**Raw records:**
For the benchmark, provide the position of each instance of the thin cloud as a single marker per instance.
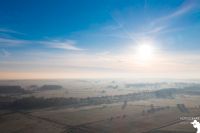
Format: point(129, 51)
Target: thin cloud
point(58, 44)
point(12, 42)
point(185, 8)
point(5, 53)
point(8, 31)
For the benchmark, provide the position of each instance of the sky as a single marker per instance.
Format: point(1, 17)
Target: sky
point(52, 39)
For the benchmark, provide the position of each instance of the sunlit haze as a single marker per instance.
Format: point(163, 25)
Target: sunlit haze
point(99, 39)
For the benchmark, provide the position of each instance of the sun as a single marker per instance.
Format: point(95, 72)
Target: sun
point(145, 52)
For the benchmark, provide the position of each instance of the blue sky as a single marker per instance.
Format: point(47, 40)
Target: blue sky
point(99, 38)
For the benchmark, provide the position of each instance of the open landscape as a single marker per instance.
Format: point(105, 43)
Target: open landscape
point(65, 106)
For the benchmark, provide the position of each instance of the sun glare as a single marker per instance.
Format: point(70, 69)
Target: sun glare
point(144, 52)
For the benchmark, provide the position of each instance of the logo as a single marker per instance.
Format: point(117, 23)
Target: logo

**Given request:**
Write out the records above again, changing each "benchmark" to "evaluation" and keeping every other line the same. Leave the pictures out of your answer.

**The answer:**
For the evaluation, provide the position of each instance of the thin cloud as a single marker per instance.
Format: point(129, 51)
Target: thin cloud
point(58, 44)
point(12, 42)
point(185, 8)
point(5, 53)
point(8, 31)
For the evaluation, provide the position of each instance of the sky as a single marker per instance.
Format: point(1, 17)
Target: sky
point(52, 39)
For the evaluation, provide the position of each instance of the sunlit haze as a single marker per instance.
Format: point(163, 25)
Target: sunlit haze
point(99, 39)
For the evaluation, provide the position of each instance of the sun as a single marker per instance.
Format: point(95, 72)
Target: sun
point(145, 52)
For the evaluation, provide the position of each instance of the blue sky as a single marker per instance.
Format: point(47, 40)
Target: blue sky
point(99, 38)
For the evaluation, provide the position of each instance of the open landscape as a single marker per instance.
Format: point(105, 43)
Target: open landscape
point(65, 106)
For the evaluation, provide the position of each instance of the sun glare as a single marker per instance.
Format: point(70, 69)
Target: sun glare
point(144, 52)
For the evaluation, provide the position of each instance of the logo as a single marker per instance.
Format: point(117, 23)
Target: logo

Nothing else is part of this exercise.